- **EXERCISE REQUIREMENTS**: Give again every line from the one with "Query: grass turf" through the last line of the data, exactly, and leave out the lines before it.
Top of DATA FOR REVIEW
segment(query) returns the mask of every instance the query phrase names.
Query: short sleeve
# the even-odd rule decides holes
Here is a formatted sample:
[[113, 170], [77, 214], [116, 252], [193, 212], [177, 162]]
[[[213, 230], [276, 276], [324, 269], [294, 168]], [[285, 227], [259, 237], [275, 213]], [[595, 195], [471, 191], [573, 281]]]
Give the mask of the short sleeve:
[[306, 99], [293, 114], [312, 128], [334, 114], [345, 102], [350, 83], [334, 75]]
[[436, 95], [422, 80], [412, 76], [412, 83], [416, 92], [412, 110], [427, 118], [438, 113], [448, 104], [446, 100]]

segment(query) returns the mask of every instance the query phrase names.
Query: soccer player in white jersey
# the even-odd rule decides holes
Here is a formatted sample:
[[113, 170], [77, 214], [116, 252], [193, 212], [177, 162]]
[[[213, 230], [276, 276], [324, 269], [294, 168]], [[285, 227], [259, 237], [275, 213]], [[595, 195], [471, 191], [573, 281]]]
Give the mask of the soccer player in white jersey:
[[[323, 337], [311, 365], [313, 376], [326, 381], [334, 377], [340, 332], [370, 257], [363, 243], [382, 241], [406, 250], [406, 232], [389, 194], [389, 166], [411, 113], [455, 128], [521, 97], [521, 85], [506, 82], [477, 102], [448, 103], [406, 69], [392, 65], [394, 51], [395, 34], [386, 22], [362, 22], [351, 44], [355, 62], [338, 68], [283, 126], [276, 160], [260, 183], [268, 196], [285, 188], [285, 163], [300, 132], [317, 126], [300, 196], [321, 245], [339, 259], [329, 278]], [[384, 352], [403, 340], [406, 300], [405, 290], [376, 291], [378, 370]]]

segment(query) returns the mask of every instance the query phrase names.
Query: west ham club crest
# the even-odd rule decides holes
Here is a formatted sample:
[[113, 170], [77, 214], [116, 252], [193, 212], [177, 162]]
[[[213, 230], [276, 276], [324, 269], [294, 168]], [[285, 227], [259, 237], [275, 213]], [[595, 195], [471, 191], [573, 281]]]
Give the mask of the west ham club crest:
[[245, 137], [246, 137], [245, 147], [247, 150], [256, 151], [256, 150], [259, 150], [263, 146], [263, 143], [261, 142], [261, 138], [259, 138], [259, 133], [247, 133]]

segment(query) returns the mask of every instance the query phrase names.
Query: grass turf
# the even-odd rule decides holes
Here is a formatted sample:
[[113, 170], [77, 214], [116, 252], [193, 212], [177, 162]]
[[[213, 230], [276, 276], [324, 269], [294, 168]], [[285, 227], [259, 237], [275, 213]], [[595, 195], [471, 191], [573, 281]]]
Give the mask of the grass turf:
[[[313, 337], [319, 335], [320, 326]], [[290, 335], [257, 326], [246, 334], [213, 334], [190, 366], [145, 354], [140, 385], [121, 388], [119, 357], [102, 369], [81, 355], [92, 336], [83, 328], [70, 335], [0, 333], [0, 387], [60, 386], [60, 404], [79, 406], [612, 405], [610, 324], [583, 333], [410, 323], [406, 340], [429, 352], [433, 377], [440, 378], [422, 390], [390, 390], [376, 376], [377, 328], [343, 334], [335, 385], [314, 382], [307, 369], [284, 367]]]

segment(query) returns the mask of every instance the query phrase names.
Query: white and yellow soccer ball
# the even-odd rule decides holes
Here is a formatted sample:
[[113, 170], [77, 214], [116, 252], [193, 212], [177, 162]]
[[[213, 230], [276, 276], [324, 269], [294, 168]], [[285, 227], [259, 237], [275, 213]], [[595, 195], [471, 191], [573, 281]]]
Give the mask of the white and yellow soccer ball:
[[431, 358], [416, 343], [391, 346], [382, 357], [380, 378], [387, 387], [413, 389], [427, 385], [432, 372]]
Bottom of DATA FOR REVIEW
- **YOUR SOLUTION**:
Query: grass turf
# the even-odd rule decides holes
Here is a formatted sample:
[[113, 170], [77, 214], [116, 252], [193, 212], [177, 162]]
[[[213, 230], [276, 276], [324, 269], [294, 168]], [[285, 227], [259, 237], [275, 213]], [[595, 195], [471, 191], [573, 281]]]
Give the mask of the grass turf:
[[[313, 337], [319, 335], [320, 326]], [[290, 335], [257, 326], [246, 334], [213, 334], [190, 366], [145, 354], [140, 385], [121, 388], [119, 357], [102, 369], [81, 355], [92, 336], [83, 328], [70, 335], [0, 333], [0, 387], [60, 386], [60, 404], [79, 406], [612, 405], [610, 324], [583, 333], [410, 323], [406, 340], [429, 352], [433, 377], [440, 378], [422, 390], [390, 390], [376, 376], [377, 328], [343, 334], [335, 385], [314, 382], [307, 369], [284, 367]]]

segment(query) returns the mask of every instance the query phrase names.
Query: white and yellow soccer ball
# the even-odd rule decides holes
Here is a formatted sample:
[[113, 170], [77, 214], [116, 252], [193, 212], [177, 162]]
[[[213, 230], [276, 276], [324, 269], [294, 168]], [[285, 227], [259, 237], [275, 213]], [[595, 195], [471, 191], [573, 281]]]
Give the mask of the white and yellow soccer ball:
[[431, 358], [416, 343], [391, 346], [382, 357], [380, 378], [387, 387], [413, 389], [427, 385], [432, 372]]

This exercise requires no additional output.